→ **STATED TASK**:
Reproduce every line of the records below verbatim, omitting the pictures.

*** RECORDS SHOWN

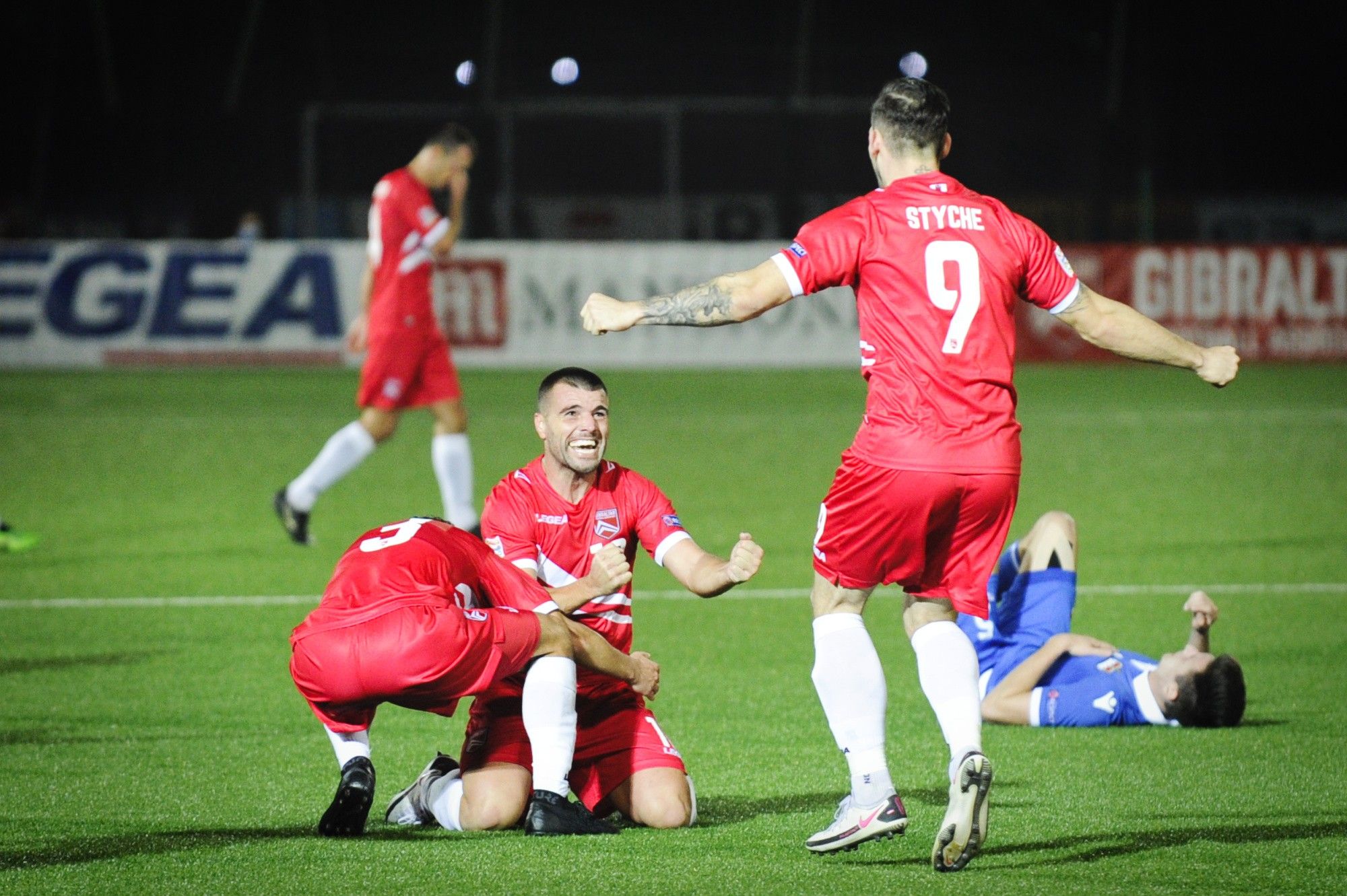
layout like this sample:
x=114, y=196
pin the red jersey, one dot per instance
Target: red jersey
x=538, y=530
x=417, y=563
x=937, y=269
x=403, y=226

******

→ **RESULT OF THIS TASK**:
layout like this sample:
x=114, y=196
pin the red jersey, one dot per instance
Target: red jersey
x=538, y=530
x=417, y=563
x=937, y=269
x=403, y=226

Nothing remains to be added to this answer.